## [Trecho do documento]
++++

Seun Kuti lança seu clipe Black Woman

“Seun Anikulapo Kuti, filho mais novo do lendário músico e ativista nigeriano Fela Kuti, presta homenagem às mulheres pretas em sua música “Black Woman”, última faixa do disco “A long way to the begining” (2014). 

enviado por Pedro Rajão  para o Portal Geledés

A história do afrobeat é definitivamente marcada pela presença feminina. Fela Kuti, líder da banda Afrika 70 (hoje Egypt 80), é muito criticado por suas posições machistas em letras de músicas como ”Lady” e comentários, falas e entrevistas em que fala de sua visão sobre a influência ocidental do feminismo buscando equidade de gênero sob as mulheres africanas, bem como sua rotina sexual com as 27 Queens com as quais era casado.

É claro que contextualizar Fela não diminui o peso de suas frases nem os fatos sobre a sua vida e comportamento. E o que o torna ainda mais interessante enquanto figura humana são suas muitas contradições. Há de se pontuar que o músico cresceu na Nigéria militarista dos anos 1940, vinte anos antes da Nigéria se tornar independente.

Porém, é indiscutível e fundamental a influência de sua mãe, (talvez uma das mais respeitadas feministas do mundo) Funmilayo Kuti e de Sandra Izidore, cantora americana black panther com quem Fela muito aprendeu sobre seus ideiais panafricanistas e através de quem teve seu primeiro contato com o movimento negro americano, em 1969.

Nascido e criado na República da Kalakuta, Seun Kuti recebeu do pai a incumbência de liderar sua banda quando ainda tinha 12 anos. Fica clara a diferença de abordagem do tema com relação a seu pai, quando Seun dedica a música às mulheres negras, falando sobre a beleza do cabelo, cor da pele, atentando para que não se enquadrem em padrões estéticos estrangeiros e da TV. Seun também lembra da força das mulheres negras ao falar do sofrimento físico com agressões e guerras pelas quais são historicamente submetidas. E também fala sobre um problema gravíssimo no continente africano: o branqueamento de pele. O procedimento estético através de um creme (bleeching cream) que fere e queima a pele de muitas mulheres é uma questão de saúde pública na Nigéria. Fela já denunciava o problema no disco Yellow Fever e segundo Seun, usa-se mais hoje do que nos anos 70.

++++

## [Dados armazenados]
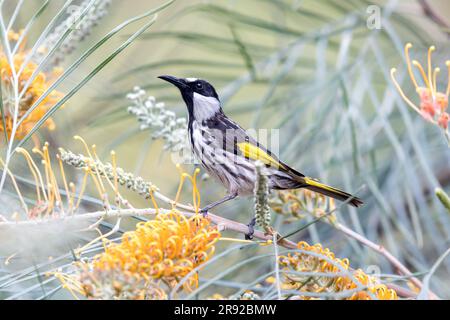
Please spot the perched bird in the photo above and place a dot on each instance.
(229, 154)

++++

## [O que fazer]
[1] Reproduza fielmente a passagem do texto sobre Seun Kuti que vai de "Seun Kuti lança" até "quais era casado.".
[2] Segundo o texto sobre Seun Kuti, com que idade ele recebeu do pai a incumbência de liderar a banda?
[3] Dê continuidade ao texto sobre Seun Kuti a partir do ponto em que ele termina.

## [Respostas]
[1]
Seun Kuti lança seu clipe Black Woman

“Seun Anikulapo Kuti, filho mais novo do lendário músico e ativista nigeriano Fela Kuti, presta homenagem às mulheres pretas em sua música “Black Woman”, última faixa do disco “A long way to the begining” (2014). 

enviado por Pedro Rajão  para o Portal Geledés

A história do afrobeat é definitivamente marcada pela presença feminina. Fela Kuti, líder da banda Afrika 70 (hoje Egypt 80), é muito criticado por suas posições machistas em letras de músicas como ”Lady” e comentários, falas e entrevistas em que fala de sua visão sobre a influência ocidental do feminismo buscando equidade de gênero sob as mulheres africanas, bem como sua rotina sexual com as 27 Queens com as quais era casado.

[2] Aos 12 anos.

[3]
Tive o prazer e responsabilidade de idealizar o projeto. Logo depois convidei Micael Hocherman, o fotógrafo que viajou comigo para a Nigéria e quem mais filmou para o documentário ANIKULAPO. Para que os equipamentos usados fossem os melhores possíveis, nos aliamos à Cadenza Filmes e à Maraberto Filmes, e convidamos o Wagner Novais para somar na direção das personagens.

Quando soube que Seun viria de novo ao Brasil em 2014, perguntei a ele se não queria gravar um clipe aqui. Como já trabalhamos juntos em outras ocasiões, ele topou. Me disse para qual música queria o video e eu caí dentro da pré-produção e conceito do roteiro. Convidei os profissionais mais próximos, amigos entusiastas e nos aventuramos nessa empreitada independente.

No elenco do clipe, destacam-se as dançarinas e militantes do Balé das Yiabas, além de Vanessa Soares, educadora e dançarina que há anos usa a biografia de Fela em seus trabalhos e esteve recentemente no palco do Shrine, em Lagos, Nigéria. Há também uma breve aparição de Selma Candeia, filha do próprio, atual presidente do G.R.A.N.E.S. Quilombo e uma das yabás da feira homônima de Madureira. O belíssimo figurino é assinado por Tenka Dara, da Baobá Brasil, que também atua no clipe.

Filmamos entre 2014 e 2015. A primeira tomada foi na antiga estação de trem Augusto Pestana, em Porto Alegre (com SK e banda) e depois com um timaço de mulheres negras – dentre dançarinas, educadoras, musicistas, atletas paralímpicas, atrizes e militantes – em outras duas locações no Rio de Janeiro, uma delas, a favela do Jacarezinho.

Ao final da música, Seun cita seis mulheres negras:

Olufunmilayo Anikulapo (sua avó),
Maya Angelou (poetisa, escritora e militante americana),
Angela Davis (filósofa e militante Black Panther americana),
Zeina Badawi (jornalista e ativista sudanesa),
Rainha Amina (notável rainha nigeriana do séc. XV) e
Nina Simone (musicista e militante americana).

A maioria delas foi grafitada ao fundo das locações.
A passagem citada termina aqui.